▶ **Provided text**:

[Start of Attachment]

Complete Urinalysis: This can detect things such us kidney disease, diabetes , and urinary tract infections.
Intestinal parasites/Fecal Exam: This detects intestinal parasites eggs including round worms, whipworms, hookworms, coccidia, etc.
CBC/Chemistry profile (blood work): This is extensive blood work that evaluates kidney, liver, pancreas, bone marrow, electrolytes, etc.
T4 or thyroid check: The T4 is one measurement of thyroid function and is important in diagnosis hypothyroidism in dogs and hyperthyroidism in cats.
ERD urine screen: which detects very early damage to the kidneys via a small urine sample before illness and blood work changes.
Intraocular pressure measurements/ Glaucoma testing: Glaucoma causes blindness and pain but early detection of eye pressure changes can result in diseases control and continued sight
Canine Adenovirus: Type 1 and Type 2 Canine Adenovirus Type 1 infection.
Canine Borreloisis: Also known as lyme disease, this is an infection caused by a bacteria which is spread primarily by the painless bite of an infected tick. Symptoms of Borreloisis include fever, lethargy, muscle stiffness, depression and lack of appetite. In more severe cases, lameness occurs as a result of severe musculoskeletal or arthritic type joint pain.
Canine Corona Virus (CCV): Corona virus is highly contagious and can weaken dogs by causing severe diarrhea and vomiting. The disease is sometimes confused with parvovirus. The two diseases may occur simultaneously in which case symptoms are more severe.
Canine Distemper: This highly contagious viral disease is found wherever dogs are found. It affects respiratory and the nervous system and is often fatal. Primary vaccination should begin at 6-12 weeks of age since dogs often contract the disease at an early age.

[End of Attachment]

▶ **Dataset extract**:

[Start of Attachment]

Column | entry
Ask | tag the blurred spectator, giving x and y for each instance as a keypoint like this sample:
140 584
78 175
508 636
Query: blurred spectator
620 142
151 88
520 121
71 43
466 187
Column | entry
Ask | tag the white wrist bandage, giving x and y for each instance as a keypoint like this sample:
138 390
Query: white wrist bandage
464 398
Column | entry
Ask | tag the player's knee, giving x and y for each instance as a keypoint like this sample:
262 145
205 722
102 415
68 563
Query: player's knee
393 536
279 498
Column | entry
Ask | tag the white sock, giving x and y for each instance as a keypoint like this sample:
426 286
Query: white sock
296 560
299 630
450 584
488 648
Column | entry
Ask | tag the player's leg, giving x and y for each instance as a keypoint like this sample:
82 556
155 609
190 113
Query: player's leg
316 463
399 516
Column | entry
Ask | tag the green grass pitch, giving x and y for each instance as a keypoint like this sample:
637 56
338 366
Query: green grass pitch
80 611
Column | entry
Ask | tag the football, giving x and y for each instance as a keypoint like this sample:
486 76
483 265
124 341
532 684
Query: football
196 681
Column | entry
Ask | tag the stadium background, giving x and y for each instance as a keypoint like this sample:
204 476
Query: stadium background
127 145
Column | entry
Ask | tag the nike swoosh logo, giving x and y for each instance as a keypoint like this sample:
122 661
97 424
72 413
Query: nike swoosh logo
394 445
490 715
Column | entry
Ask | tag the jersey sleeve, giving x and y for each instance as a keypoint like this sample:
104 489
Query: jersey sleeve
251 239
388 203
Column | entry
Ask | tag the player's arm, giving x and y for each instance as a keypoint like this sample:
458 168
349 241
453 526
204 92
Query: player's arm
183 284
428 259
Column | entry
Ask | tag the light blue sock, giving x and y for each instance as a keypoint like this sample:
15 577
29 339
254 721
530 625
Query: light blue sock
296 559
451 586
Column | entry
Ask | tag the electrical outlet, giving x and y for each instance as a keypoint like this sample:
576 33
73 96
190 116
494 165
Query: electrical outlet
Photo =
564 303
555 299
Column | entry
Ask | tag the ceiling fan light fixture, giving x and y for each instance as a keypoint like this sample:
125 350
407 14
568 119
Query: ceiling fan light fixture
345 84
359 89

[End of Attachment]

▶ **Tasks**:
[1] Reproduce the veterinary text verbatim, beginning at the words "Canine Borreloisis: Also" and stopping after "type joint pain.".
[2] Which intestinal parasites does the veterinary text name as ones the fecal exam detects? List each of them.
[3] Continue the veterinary text on pet tests and diseases, starting after its last sentence.

▶ **Task-by-task answers**:
[1]
Canine Borreloisis: Also known as lyme disease, this is an infection caused by a bacteria which is spread primarily by the painless bite of an infected tick. Symptoms of Borreloisis include fever, lethargy, muscle stiffness, depression and lack of appetite. In more severe cases, lameness occurs as a result of severe musculoskeletal or arthritic type joint pain.

[2] round worms, whipworms, hookworms, coccidia

[3]
Canine Para Influenza: The viral respiratory disease is often partly responsible for ”kennel cough” in dogs. Infection can be severe in young puppies. Para influenza protection is often included in distemper-parvo vaccines.
Canine Parvo Virus (CPV): This contagious viral disease usually causes severe diarrhea and vomiting in dogs of all ages but is especially deadly in puppies.
Feline Calicivirus: Calicivirus infection causes a variety of symptoms including, fever, excess salivation and mouth or tongue ulcers. It is usually less fatal than rhinotracheiitis and panaleuopenia.
Feline Infectious Peritonitis (FIP): FIP is a disease caused by coronavirus. The virus is spread by direct cat to cat contact or with contaminated surfaces. There are 2 manifestations of the disease, wet and dry and both nonspecific symptoms such as: intermittent appetite, depression, rough hair coat, or weight fever. There is no cure and the disease in considered fatal.
Feline Leukemia: Feline Leukemia is a form of cancer in cats which is usually fatal. The disease, caused by a virus can lead to tumor growth nearly anywhere in the body as well as a variety of other symptoms. Infected cats are unable to resist other diseases and may die from associated infections.
Feline Panleukopenia: Feline Panleukopenia, sometimes called “feline Distemper,” causes severe vomiting, diarrhea, and dehydration. It is the most widespread disease of cats and causes high death loss especially among kittens. The disease is caused by a virus and is highly contagious.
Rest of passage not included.